> **Prompt**
An exact copy of every entry is needed, without any of the pictures.

[Stored dataset items]
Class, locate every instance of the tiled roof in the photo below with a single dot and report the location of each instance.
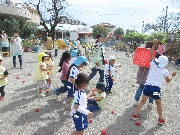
(105, 25)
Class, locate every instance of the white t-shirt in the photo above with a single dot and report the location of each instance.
(109, 68)
(74, 71)
(72, 60)
(80, 99)
(156, 75)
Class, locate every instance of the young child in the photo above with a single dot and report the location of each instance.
(74, 70)
(98, 63)
(3, 78)
(64, 64)
(97, 98)
(141, 80)
(154, 81)
(49, 63)
(79, 105)
(109, 73)
(56, 45)
(73, 58)
(41, 72)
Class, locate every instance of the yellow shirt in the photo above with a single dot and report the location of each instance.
(50, 63)
(102, 102)
(2, 81)
(39, 74)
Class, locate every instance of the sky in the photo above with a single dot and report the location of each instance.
(127, 14)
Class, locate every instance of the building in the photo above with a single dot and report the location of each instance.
(18, 11)
(108, 26)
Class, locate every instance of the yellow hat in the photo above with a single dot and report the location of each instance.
(41, 55)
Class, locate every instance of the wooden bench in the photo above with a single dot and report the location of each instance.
(7, 53)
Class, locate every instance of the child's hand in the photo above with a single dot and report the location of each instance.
(90, 114)
(173, 74)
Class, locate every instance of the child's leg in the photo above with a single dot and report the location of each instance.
(2, 91)
(159, 108)
(139, 92)
(78, 132)
(140, 105)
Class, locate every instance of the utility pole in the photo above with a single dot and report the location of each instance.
(165, 20)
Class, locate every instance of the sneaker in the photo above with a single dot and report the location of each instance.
(161, 121)
(136, 103)
(41, 95)
(68, 113)
(1, 98)
(66, 105)
(134, 117)
(150, 105)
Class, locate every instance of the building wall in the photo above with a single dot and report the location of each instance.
(18, 13)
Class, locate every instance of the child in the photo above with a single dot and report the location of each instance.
(64, 64)
(141, 80)
(74, 70)
(79, 105)
(73, 58)
(154, 81)
(3, 79)
(99, 99)
(41, 72)
(109, 73)
(98, 57)
(49, 63)
(56, 45)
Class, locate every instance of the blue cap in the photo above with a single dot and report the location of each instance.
(73, 53)
(81, 60)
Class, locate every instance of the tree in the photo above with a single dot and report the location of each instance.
(28, 29)
(99, 30)
(9, 24)
(51, 12)
(118, 32)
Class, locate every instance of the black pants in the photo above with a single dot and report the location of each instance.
(2, 91)
(4, 49)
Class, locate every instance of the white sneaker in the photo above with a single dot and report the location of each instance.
(41, 95)
(68, 113)
(150, 105)
(66, 105)
(136, 103)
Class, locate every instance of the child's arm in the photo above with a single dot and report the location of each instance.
(155, 41)
(169, 78)
(44, 69)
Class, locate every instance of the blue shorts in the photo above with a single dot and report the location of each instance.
(153, 91)
(70, 88)
(80, 121)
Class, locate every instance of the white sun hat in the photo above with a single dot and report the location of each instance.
(112, 58)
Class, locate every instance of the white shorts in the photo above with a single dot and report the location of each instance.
(41, 83)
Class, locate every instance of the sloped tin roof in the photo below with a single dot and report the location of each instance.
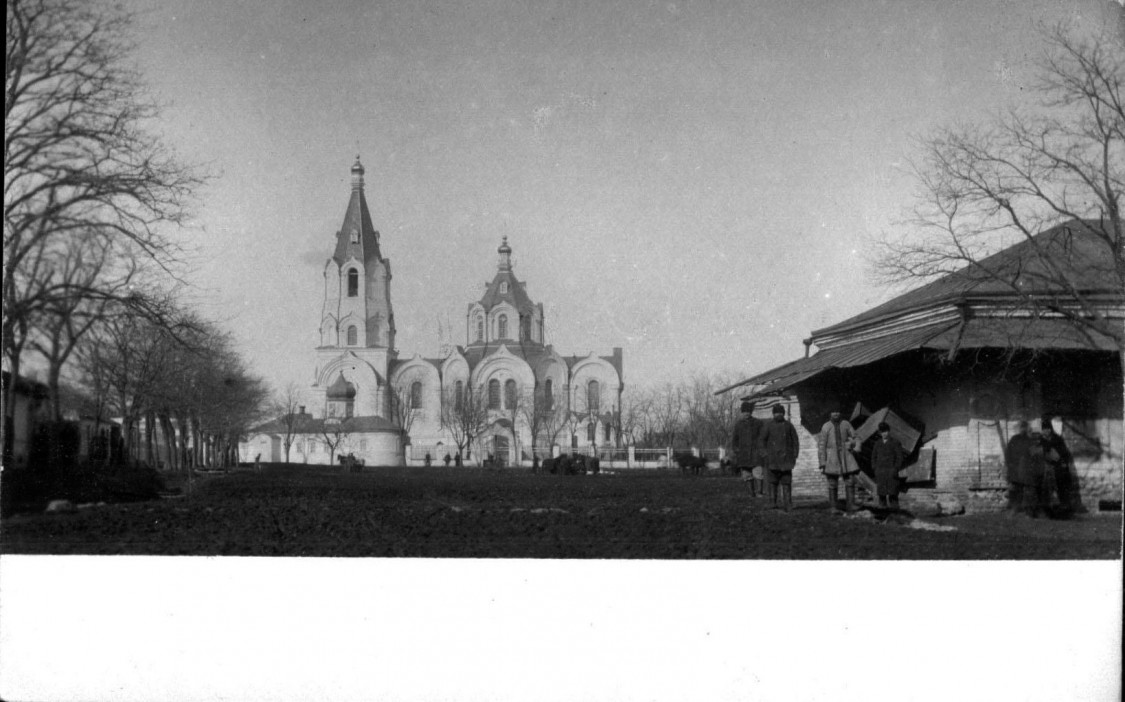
(1073, 249)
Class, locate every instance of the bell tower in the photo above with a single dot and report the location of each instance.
(357, 332)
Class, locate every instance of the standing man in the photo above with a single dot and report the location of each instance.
(1059, 461)
(780, 449)
(887, 458)
(1024, 458)
(835, 443)
(744, 448)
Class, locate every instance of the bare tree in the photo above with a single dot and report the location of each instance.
(541, 413)
(78, 164)
(666, 415)
(1058, 161)
(403, 411)
(287, 406)
(628, 417)
(465, 416)
(334, 432)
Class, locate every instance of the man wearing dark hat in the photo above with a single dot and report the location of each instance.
(1059, 461)
(887, 458)
(745, 456)
(1026, 465)
(835, 443)
(780, 449)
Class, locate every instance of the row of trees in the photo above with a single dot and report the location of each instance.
(92, 203)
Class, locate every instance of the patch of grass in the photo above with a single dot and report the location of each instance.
(480, 513)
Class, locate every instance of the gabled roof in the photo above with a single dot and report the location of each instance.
(971, 308)
(515, 295)
(358, 219)
(308, 424)
(1080, 254)
(530, 353)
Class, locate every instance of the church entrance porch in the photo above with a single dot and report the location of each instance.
(501, 450)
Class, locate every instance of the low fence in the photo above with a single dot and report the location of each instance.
(611, 458)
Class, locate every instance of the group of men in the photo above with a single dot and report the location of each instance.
(1038, 467)
(765, 452)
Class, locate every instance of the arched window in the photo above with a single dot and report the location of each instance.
(494, 394)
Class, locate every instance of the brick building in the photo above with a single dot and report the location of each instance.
(964, 358)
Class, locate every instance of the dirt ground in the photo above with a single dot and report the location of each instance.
(475, 513)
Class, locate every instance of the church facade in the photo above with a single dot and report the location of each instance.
(505, 394)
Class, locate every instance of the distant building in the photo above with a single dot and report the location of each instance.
(964, 360)
(365, 395)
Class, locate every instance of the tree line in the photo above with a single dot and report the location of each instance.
(95, 203)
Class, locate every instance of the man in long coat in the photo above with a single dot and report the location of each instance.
(887, 457)
(835, 443)
(1025, 462)
(1059, 462)
(780, 449)
(744, 448)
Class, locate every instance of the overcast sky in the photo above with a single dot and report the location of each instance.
(698, 183)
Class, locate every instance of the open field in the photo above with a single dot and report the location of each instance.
(475, 513)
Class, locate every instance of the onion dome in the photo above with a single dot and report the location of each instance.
(341, 389)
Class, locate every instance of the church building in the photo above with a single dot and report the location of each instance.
(506, 394)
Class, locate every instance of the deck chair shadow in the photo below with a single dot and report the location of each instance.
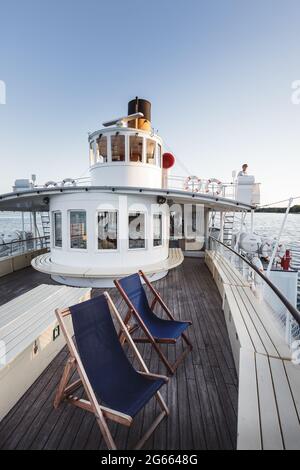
(115, 389)
(156, 330)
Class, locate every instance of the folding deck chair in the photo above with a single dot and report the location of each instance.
(157, 330)
(104, 370)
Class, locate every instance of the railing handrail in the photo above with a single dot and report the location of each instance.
(293, 311)
(44, 237)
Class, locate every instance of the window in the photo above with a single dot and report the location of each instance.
(57, 222)
(118, 148)
(137, 230)
(102, 149)
(157, 230)
(136, 148)
(159, 155)
(107, 230)
(92, 160)
(150, 156)
(78, 234)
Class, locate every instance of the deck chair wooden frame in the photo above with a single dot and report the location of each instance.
(65, 390)
(132, 312)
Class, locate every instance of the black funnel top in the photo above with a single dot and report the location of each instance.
(140, 106)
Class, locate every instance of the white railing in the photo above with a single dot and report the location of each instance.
(202, 186)
(286, 316)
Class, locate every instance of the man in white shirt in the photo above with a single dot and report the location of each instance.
(243, 172)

> **Response**
Class, locate every instance of the tiled roof in the photo below with a single dot and report the location of each instance.
(105, 25)
Class, locate every instance of the white t-shirt in the photo above with a single dot and report the location of each instance.
(109, 68)
(74, 71)
(72, 60)
(80, 99)
(156, 75)
Class, locate every instance of the young child in the photo above with a single dot and report the location of each instance.
(74, 70)
(98, 63)
(3, 78)
(64, 64)
(97, 98)
(141, 80)
(154, 81)
(49, 63)
(79, 105)
(109, 73)
(56, 45)
(73, 58)
(41, 72)
Class, locate every instance of the yellow shirt in the photo above with a single dot and report the location of each instance.
(50, 63)
(102, 102)
(2, 81)
(39, 74)
Class, locate every instance of the sky in the photo above with a single dot and report the location of each instance.
(127, 14)
Class, locate every instance of the building in the photo above with a single dot and report the location of each instance.
(18, 11)
(108, 26)
Class, locate every instance of the yellow hat in the photo above with a single dot and report the location of each instance.
(41, 55)
Class, locate every instance of the wooden bench in the photo above with a single dot and report the location of each instance.
(7, 53)
Class, locate every instance of the child's hand in the photo above with a single dot and report the location of each instance.
(90, 114)
(173, 74)
Class, locate every instance of the child's leg in the photo above with a single dot and report the location of each instance.
(2, 91)
(159, 108)
(139, 92)
(78, 132)
(140, 105)
Class, locate every instance of the utility pole in the photo above with a single dot and report the location of each instance.
(165, 20)
Class, locate every instance of the sneaker in the photo above with a single dot and report the location of each instance.
(161, 121)
(136, 103)
(41, 95)
(68, 113)
(1, 98)
(66, 105)
(134, 117)
(150, 105)
Class, locate every instance of the building wall in the photo above with a single dot and report the location of each instance.
(18, 13)
Class, locate every instance of the child in the photo above with a single dot and report the location of each instance.
(64, 64)
(141, 80)
(74, 70)
(79, 105)
(73, 58)
(154, 81)
(3, 79)
(99, 99)
(41, 72)
(109, 73)
(98, 57)
(49, 63)
(56, 45)
Class, locate every instance of the blue cap in the photo above with a single dot and report the location of each instance.
(73, 53)
(81, 60)
Class, locate every instance of the tree in the photo above with a single dot and report the location of each instance.
(28, 29)
(99, 30)
(9, 24)
(51, 12)
(118, 32)
Class, locate every instance of the black pants in the photo above with a single dot and report the location of each instance.
(2, 91)
(4, 49)
Class, locate every instance of the white sneaker in the photo above with a single dot and report the location of each instance.
(41, 95)
(68, 113)
(150, 105)
(66, 105)
(136, 103)
Class, locate every instance of the child's arm in the photo above with a single dot and report the location of each instance.
(155, 41)
(169, 78)
(44, 69)
Class, locate every instance of the blue shorts in the photo above with a single dot and report the location of each instance.
(153, 91)
(70, 88)
(80, 121)
Class, locate every instance of the white sun hat in the photo above with a single dot and report the location of each instance.
(112, 58)
Class, locate every instance of the white shorts in the photo above with a single dot and report the location of each instance.
(41, 83)
Class, locate every instance of the sloped tin roof in the photo below with a single dot and report the location of each instance.
(1073, 249)
Class, locate every instance of the bell tower in the photo above with a single dot and report the location of each instance.
(357, 332)
Class, locate every instance of the standing man in the photo above with a single dot and report the location of each instance.
(1059, 461)
(780, 449)
(887, 458)
(1024, 458)
(835, 443)
(744, 448)
Class, locate every instance of the bare tree in the photo above with a single dot and report the location of each instance.
(541, 413)
(78, 164)
(666, 415)
(1058, 161)
(403, 411)
(287, 406)
(628, 417)
(465, 416)
(334, 432)
Class, locate every instance of the man wearing dark hat in the photo above with a single dot and report the location of each instance.
(1059, 461)
(887, 458)
(745, 456)
(1026, 465)
(835, 443)
(780, 449)
Class, locate every instance of the row of trees in the photo above with a single dot and report the location of each instance.
(92, 203)
Class, locate every instance of the patch of grass in the photo above with a single dot and report the location of each instance.
(480, 513)
Class, locate every instance of the gabled roof in the photo above with a single dot and report the location of each instance.
(971, 308)
(515, 295)
(358, 219)
(308, 424)
(1080, 254)
(530, 353)
Class, locate every instance of the church entrance porch in the photo above with a single dot and report the location of each instance.
(501, 450)
Class, locate every instance of the low fence in the photo above with a single dot and report the location of each instance.
(611, 458)
Class, locate every instance of the group of men in the photo above with a single dot and report the location of each instance.
(1038, 467)
(765, 452)
Class, locate every instance of the arched window in the photo above with a single dot and report the location of each instance.
(494, 394)
Class, locate every instance of the brick building in the photo above with a single dot and report the location of each instance.
(964, 358)
Class, locate every instance of the dirt ground in the photo above with a single dot and report the location of each instance.
(475, 513)
Class, locate every instance of the church facade in the photo above with a single dot and report the location of each instance.
(505, 394)
Class, locate every instance of the distant building in the photo above with a single dot and report the location of each instance.
(964, 360)
(365, 395)
Class, locate every instance of the tree line in the photo above with a single dot and report the location of each instance.
(95, 203)
Class, locate every instance of the man in long coat in the photo above with a single dot and report the location of each instance.
(887, 457)
(835, 443)
(1025, 462)
(1059, 462)
(780, 449)
(744, 448)
Class, locate every instance of the overcast sky in the photo above with a single dot and report the location of each instance.
(698, 183)
Class, locate every instance of the open field in the photo above with a single dot and report the location of each instance.
(475, 513)
Class, locate every instance of the onion dome in the photo above with a single dot and report the location of each instance.
(341, 389)
Class, locate every instance of the church building in the photo above with a single dot and report the location of each instance.
(506, 394)
Class, locate every instance of the deck chair shadow in the photo below with a single dot and report the location of each instance.
(115, 389)
(156, 330)
Class, locate every instance of the folding deck chair in the photo above with a single dot and report the location of each instance.
(157, 330)
(104, 370)
Class, locate every instance of the railing handrail in the photo above with a single dot and report the location of each instance.
(293, 311)
(44, 237)
Class, locate every instance of the window in the photo above with a single dot and report the location of each instance.
(57, 222)
(118, 148)
(137, 230)
(102, 149)
(157, 230)
(136, 148)
(159, 155)
(107, 230)
(92, 160)
(150, 156)
(78, 234)
Class, locate every instance of the deck chair wooden frame in the photo above with a single dot and report the location of each instance.
(65, 390)
(132, 312)
Class, locate every instance of the black funnel top in the photo above with a single dot and report the location of each instance.
(140, 106)
Class, locate every instance of the white railing in the photo above with a single dot and report the location of each instance.
(202, 186)
(286, 316)
Class, locate every instance of the man in white shirt in the photo above with a single dot and report the location of each instance.
(243, 172)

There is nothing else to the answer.